■ Stated problem ■
Rewrite these lines with each "spot" changed to "point" and everything else kept the same. Leave the pictures out of your answer.

Records in a dataset
══════════════════════════════
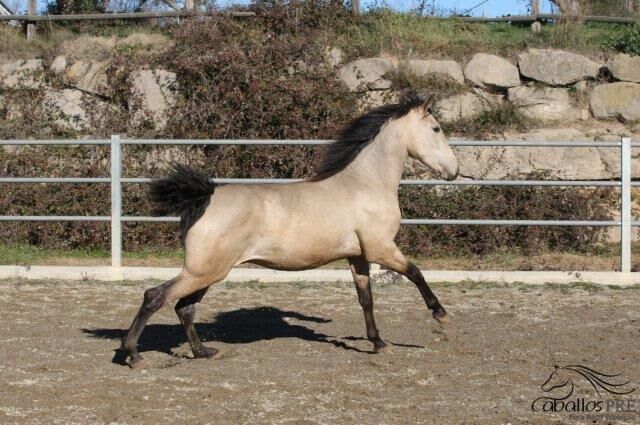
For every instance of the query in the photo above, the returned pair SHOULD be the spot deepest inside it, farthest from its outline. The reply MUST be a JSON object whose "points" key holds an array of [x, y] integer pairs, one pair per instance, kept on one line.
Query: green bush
{"points": [[626, 41]]}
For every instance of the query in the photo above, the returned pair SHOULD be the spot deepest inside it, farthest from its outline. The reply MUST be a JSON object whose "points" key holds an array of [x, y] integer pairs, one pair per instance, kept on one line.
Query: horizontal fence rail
{"points": [[240, 14], [116, 181]]}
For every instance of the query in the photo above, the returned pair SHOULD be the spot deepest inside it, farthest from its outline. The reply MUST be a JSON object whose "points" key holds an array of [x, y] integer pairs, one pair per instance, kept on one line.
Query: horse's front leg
{"points": [[396, 261], [360, 270]]}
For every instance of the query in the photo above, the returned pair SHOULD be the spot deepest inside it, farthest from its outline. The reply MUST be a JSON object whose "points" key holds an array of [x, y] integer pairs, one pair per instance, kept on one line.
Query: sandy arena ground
{"points": [[294, 354]]}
══════════════════════════════
■ Output for this task ■
For every instance of the query in the photo above, the returned pair SHOULD be the point deepest inside it, farthest from its outline. The reply MUST be a JSON object whose "points" key holds an array of [x, y] integer pairs, one pair per instance, kept on one line.
Query: green bush
{"points": [[626, 41]]}
For every instance of the query in the photo above, the returned pair SHOULD be the point deepest inside it, farthest from its outline. The reply MUST be a JSON object whose "points" key holds an array of [x, y] integer pairs, one pair per instance, kept on one line.
Query: horizontal fence rail
{"points": [[240, 14], [116, 181]]}
For every instance of the query in the photo above, the returned pair SHOULD be the point deepest inside it, farthest from its outline. The reply MUST be a JSON object whose "points" key holds an array of [x, y] integer pairs, one pair per instance, kept on one line.
Query: horse's front leg
{"points": [[396, 261], [360, 270]]}
For every instance of the query in the photo above, the returned pair SHOULD be the point deepest inside it, farthest from its outline. The reply MUST be a JSON object whose "points" key holds an array of [x, y] integer pairs, one pair per instance, kept on one line.
Query: sandy arena ground
{"points": [[294, 354]]}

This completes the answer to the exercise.